**WRITTEN TASKS**
1. Copy out the amen package notes from "- Xc: named" to "from edgelist dataframe.", putting "edge list" wherever "edgelist" appears.
2. In the amen package notes, what does the R argument of ame() specify?

Chapter 6 amen
packages
6.1 Outline
- Gaussian AME model:
ame
- Different relation:
ame(...,model=,...)
- ordinal data
- censored and fixed rank nomination data
- sampled or missing data
- symmetric relation:
ame(...,symmetric=TRUE,...)
- repeated measures data: longitudal data
ame_rep(Y,Xdyad,Xrow,Xcol)
Tutorial: https://github.com/pdhoff/amen/blob/master/inst/doc/amen.pdf
6.2 ame()
\[z_{i,j}=\beta_d^Tx_{d,i,j}+\beta_r^Tx_{r,i}+\beta_c^Tx_{c,j}+\mu+a_i+b_j+u_i^Tv_j+\epsilon_{i,j}\]
\[y_{i,j}=g(z_{i,j})\]
ame(Y,Xd,Xr,Xc,model,R,rvar=TRUE,cvar=TRUE,dcor=TRUE,symmetric=FALSE)
model:
- “nrm”: continuous Y
- “bin”: binary Y
- “ord”: ordinal Y
- “cbin”: censored binary Y
- “frn”: fixed rank Y
“rrl”: row ranks (relationships across rows of Y are not directly comparable)
- Y: named matrix \(n\times n \times p_d\)
- Xd: named array (dyadic covariates)
- Xr: named matrix (nodal covariates)
- Xc: named matrix (nodal covariates)
R: number (dimension of latent factor)
- rvar,cvar,dcor: whether to include row/column/corr effect or not
symmetric: symmetric outcome or not
6.3 Input: prepare the dataset
prepare the dataset
- Get the Xnode,Xdyad from
igraph
object. - Get the Xnode,Xdyad from edgelist dataframe.
library(igraph)
library(igraphdata)
library(dplyr)
From igraph
object:
data("USairports")
?USairports
USairports
## IGRAPH bf6202d DN-- 755 23473 -- US airports
## + attr: name (g/c), name (v/c), City (v/c), Position (v/c),
## | Carrier (e/c), Departures (e/n), Seats (e/n), Passengers (e/n),
## | Aircraft (e/n), Distance (e/n)
## + edges from bf6202d (vertex names):
## [1] BGR->JFK BGR->JFK BOS->EWR ANC->JFK JFK->ANC LAS->LAX MIA->JFK
## [8] EWR->ANC BJC->MIA MIA->BJC TEB->ANC JFK->LAX LAX->JFK LAX->SFO
## [15] AEX->LAS BFI->SBA ELM->PIT GEG->SUN ICT->PBI LAS->LAX LAS->PBI
## [22] LAS->SFO LAX->LAS PBI->AEX PBI->ICT PIT->VCT SFO->LAX VCT->DWH
## [29] IAD->JFK ABE->CLT ABE->HPN AGS->CLT AGS->CLT AVL->CLT AVL->CLT
## [36] AVP->CLT AVP->PHL BDL->CLT BHM->CLT BHM->CLT BNA->CLT BNA->CLT
## + ... omitted several edges
#For vertex attributes -Xnode
Xnode_ls=vertex_attr(USairports)

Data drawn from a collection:

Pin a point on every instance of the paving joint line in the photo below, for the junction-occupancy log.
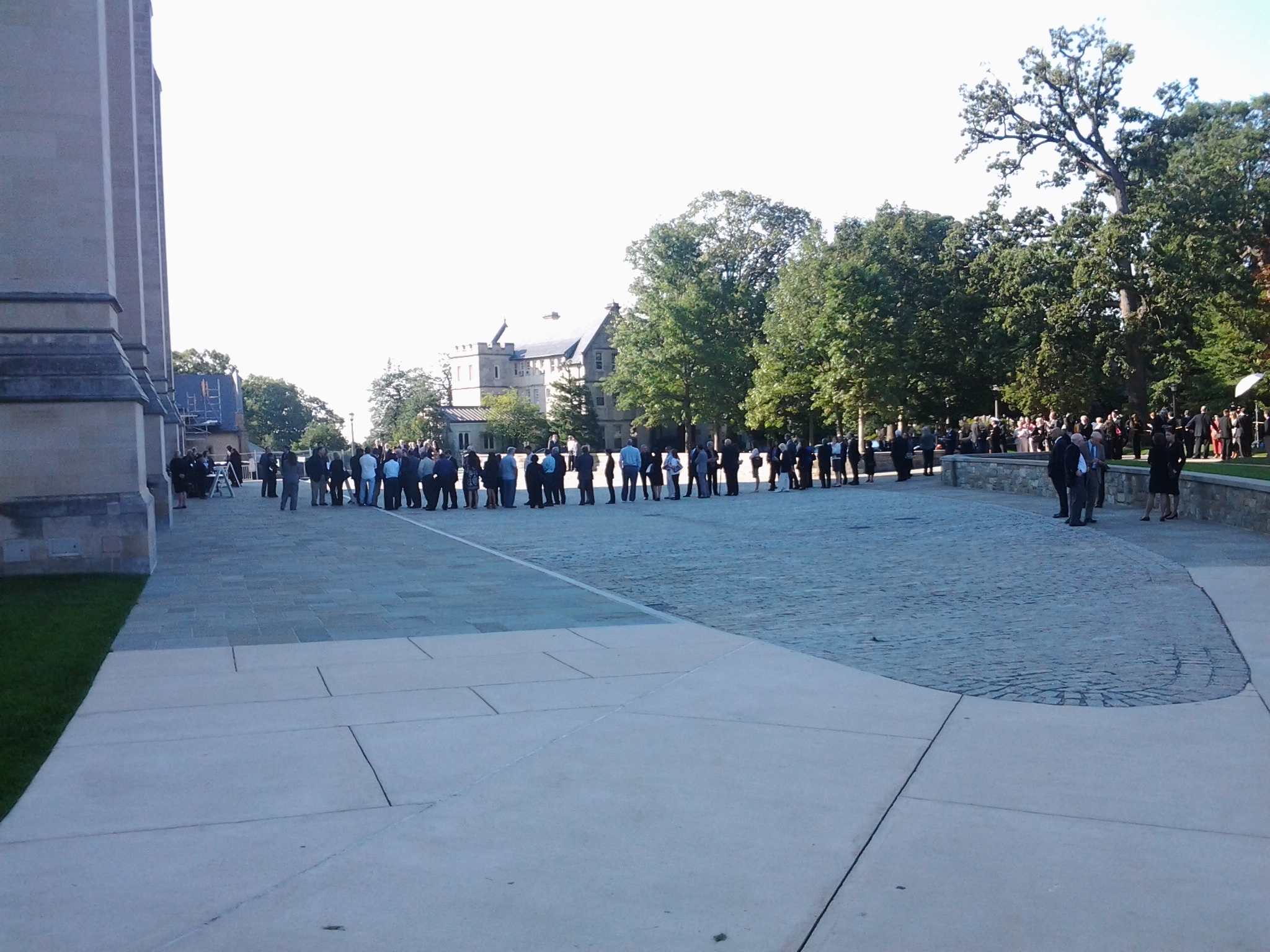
(878, 826)
(629, 603)
(374, 772)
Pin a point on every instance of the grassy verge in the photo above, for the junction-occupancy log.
(1255, 469)
(55, 631)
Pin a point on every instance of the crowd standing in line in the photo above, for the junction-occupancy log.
(427, 477)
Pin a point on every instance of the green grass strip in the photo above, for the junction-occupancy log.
(55, 632)
(1251, 470)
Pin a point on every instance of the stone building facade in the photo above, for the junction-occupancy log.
(86, 359)
(530, 369)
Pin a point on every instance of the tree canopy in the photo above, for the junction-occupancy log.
(201, 362)
(512, 420)
(278, 414)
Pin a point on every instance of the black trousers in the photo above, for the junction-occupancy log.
(1076, 501)
(1061, 489)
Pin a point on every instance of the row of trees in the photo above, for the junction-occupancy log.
(747, 314)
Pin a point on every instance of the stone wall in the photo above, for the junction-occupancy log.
(1231, 500)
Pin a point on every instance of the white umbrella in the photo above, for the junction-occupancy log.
(1248, 384)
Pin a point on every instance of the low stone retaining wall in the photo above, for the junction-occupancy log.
(1231, 500)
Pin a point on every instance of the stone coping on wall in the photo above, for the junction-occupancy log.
(1233, 500)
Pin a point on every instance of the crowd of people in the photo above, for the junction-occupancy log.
(193, 474)
(429, 477)
(1227, 434)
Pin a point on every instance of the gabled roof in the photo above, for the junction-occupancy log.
(549, 348)
(464, 414)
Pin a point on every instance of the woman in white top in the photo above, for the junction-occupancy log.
(672, 467)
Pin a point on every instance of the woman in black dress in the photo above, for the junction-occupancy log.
(1157, 480)
(1176, 454)
(335, 477)
(493, 479)
(179, 472)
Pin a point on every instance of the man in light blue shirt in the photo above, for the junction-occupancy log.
(508, 465)
(549, 477)
(631, 461)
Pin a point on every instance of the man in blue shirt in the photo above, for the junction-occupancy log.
(549, 478)
(631, 462)
(508, 465)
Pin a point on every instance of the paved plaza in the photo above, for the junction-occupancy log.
(881, 718)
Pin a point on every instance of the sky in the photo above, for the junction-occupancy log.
(353, 183)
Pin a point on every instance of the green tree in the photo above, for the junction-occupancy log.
(406, 404)
(686, 351)
(322, 434)
(275, 410)
(512, 420)
(573, 412)
(201, 362)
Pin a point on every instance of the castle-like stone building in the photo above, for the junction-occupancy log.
(530, 369)
(87, 420)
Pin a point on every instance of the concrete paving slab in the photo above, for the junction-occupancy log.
(499, 643)
(769, 684)
(443, 673)
(639, 833)
(130, 891)
(668, 635)
(655, 659)
(153, 785)
(1202, 767)
(252, 658)
(1237, 593)
(266, 716)
(580, 692)
(168, 662)
(943, 878)
(420, 762)
(196, 690)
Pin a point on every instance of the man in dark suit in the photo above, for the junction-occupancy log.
(269, 475)
(1075, 470)
(1202, 438)
(585, 464)
(1059, 444)
(730, 466)
(411, 480)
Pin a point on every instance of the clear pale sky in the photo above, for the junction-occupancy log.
(349, 183)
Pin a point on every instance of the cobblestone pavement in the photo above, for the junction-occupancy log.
(941, 589)
(238, 571)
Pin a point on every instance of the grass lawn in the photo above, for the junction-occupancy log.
(55, 631)
(1253, 469)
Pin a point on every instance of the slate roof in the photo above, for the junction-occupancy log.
(196, 394)
(464, 414)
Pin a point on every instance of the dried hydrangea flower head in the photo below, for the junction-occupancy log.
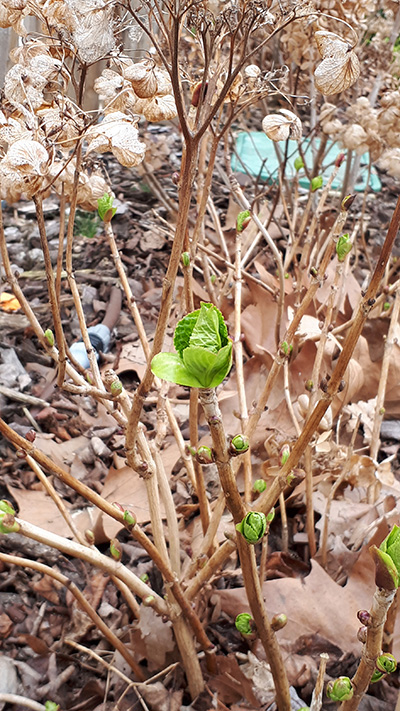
(340, 66)
(22, 169)
(280, 127)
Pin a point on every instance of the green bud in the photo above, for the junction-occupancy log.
(243, 220)
(386, 663)
(343, 247)
(278, 622)
(347, 202)
(204, 455)
(129, 520)
(340, 689)
(49, 335)
(253, 527)
(8, 524)
(377, 676)
(270, 516)
(285, 348)
(105, 208)
(115, 549)
(5, 507)
(239, 444)
(204, 351)
(284, 455)
(316, 183)
(387, 561)
(244, 623)
(116, 388)
(299, 163)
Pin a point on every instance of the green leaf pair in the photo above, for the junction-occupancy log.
(7, 521)
(387, 561)
(204, 351)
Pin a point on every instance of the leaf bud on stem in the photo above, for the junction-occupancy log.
(239, 444)
(278, 622)
(244, 623)
(115, 549)
(253, 527)
(340, 689)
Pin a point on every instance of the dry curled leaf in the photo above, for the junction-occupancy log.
(92, 31)
(115, 91)
(12, 13)
(280, 128)
(117, 133)
(340, 66)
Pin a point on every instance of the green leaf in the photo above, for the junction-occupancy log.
(184, 330)
(206, 331)
(199, 362)
(169, 366)
(208, 368)
(298, 164)
(5, 507)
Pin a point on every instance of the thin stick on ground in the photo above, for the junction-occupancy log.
(209, 402)
(82, 602)
(381, 603)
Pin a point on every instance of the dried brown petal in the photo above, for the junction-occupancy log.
(118, 134)
(160, 108)
(143, 79)
(340, 66)
(281, 127)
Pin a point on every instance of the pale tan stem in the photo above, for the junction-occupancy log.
(56, 498)
(21, 701)
(381, 603)
(316, 701)
(51, 288)
(380, 398)
(153, 496)
(213, 564)
(93, 556)
(207, 542)
(82, 602)
(332, 492)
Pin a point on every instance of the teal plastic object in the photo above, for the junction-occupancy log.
(255, 154)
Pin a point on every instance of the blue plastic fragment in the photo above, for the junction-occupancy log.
(256, 155)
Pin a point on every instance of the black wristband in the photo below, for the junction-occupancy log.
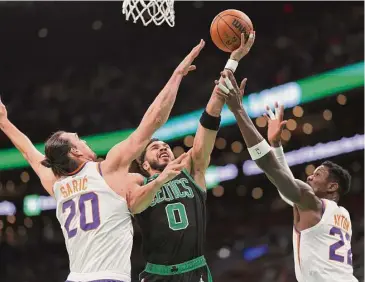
(210, 122)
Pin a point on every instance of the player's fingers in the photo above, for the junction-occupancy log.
(276, 110)
(243, 84)
(228, 83)
(243, 42)
(223, 88)
(270, 113)
(266, 117)
(251, 40)
(282, 124)
(192, 67)
(281, 112)
(233, 80)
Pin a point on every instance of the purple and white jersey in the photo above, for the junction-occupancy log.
(96, 224)
(323, 252)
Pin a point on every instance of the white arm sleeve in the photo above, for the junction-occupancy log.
(280, 156)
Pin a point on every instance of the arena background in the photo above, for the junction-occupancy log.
(79, 66)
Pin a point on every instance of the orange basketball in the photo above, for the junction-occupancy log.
(227, 27)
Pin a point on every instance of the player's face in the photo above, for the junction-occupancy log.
(158, 155)
(319, 181)
(82, 149)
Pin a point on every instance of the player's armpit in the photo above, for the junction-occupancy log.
(140, 197)
(308, 200)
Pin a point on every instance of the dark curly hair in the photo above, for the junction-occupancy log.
(57, 158)
(339, 175)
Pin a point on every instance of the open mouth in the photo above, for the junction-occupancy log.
(164, 155)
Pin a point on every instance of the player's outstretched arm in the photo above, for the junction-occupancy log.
(26, 147)
(293, 189)
(209, 122)
(140, 197)
(122, 154)
(274, 129)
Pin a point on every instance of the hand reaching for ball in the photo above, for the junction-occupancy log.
(186, 65)
(3, 113)
(244, 48)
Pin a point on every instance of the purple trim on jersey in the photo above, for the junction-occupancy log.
(323, 206)
(102, 280)
(99, 167)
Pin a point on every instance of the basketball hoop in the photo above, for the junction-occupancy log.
(157, 11)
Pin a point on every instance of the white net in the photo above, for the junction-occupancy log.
(157, 11)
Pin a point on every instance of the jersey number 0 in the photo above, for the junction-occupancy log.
(176, 216)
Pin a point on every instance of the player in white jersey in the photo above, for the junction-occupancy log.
(322, 229)
(95, 200)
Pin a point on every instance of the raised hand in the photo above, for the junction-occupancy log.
(245, 47)
(173, 169)
(275, 123)
(186, 65)
(230, 91)
(3, 113)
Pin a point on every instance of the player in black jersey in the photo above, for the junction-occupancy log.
(174, 222)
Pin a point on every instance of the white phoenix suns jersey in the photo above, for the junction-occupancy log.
(96, 224)
(322, 253)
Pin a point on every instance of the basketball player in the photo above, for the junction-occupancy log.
(173, 225)
(94, 199)
(322, 229)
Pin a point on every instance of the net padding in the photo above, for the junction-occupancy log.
(157, 11)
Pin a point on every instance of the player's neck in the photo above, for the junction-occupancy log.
(153, 172)
(333, 197)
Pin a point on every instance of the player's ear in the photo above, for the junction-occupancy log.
(75, 152)
(333, 187)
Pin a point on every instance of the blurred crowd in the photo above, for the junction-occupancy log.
(81, 67)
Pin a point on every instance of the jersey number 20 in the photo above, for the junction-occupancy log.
(333, 256)
(85, 226)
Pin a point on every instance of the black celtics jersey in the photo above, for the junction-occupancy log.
(173, 226)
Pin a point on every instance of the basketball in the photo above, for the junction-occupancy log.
(226, 29)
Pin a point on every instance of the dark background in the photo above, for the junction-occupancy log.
(88, 80)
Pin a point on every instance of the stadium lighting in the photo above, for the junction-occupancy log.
(290, 95)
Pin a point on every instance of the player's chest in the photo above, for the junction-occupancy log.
(176, 190)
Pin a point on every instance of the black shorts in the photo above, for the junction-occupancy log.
(197, 275)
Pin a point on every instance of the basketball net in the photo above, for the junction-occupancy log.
(157, 11)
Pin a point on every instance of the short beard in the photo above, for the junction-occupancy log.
(156, 166)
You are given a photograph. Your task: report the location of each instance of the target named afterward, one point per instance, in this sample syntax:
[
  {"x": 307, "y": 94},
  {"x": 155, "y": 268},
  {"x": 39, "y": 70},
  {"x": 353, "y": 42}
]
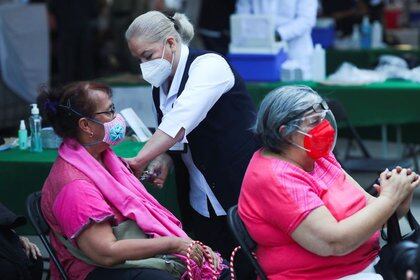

**RESPONSES FOR EACH TASK**
1.
- Xc: named matrix (nodal covariates)
R: number (dimension of latent factor)
- rvar,cvar,dcor: whether to include row/column/corr effect or not
symmetric: symmetric outcome or not
6.3 Input: prepare the dataset
prepare the dataset
- Get the Xnode,Xdyad from
igraph
object. - Get the Xnode,Xdyad from edge list dataframe.

2. The dimension of the latent factor.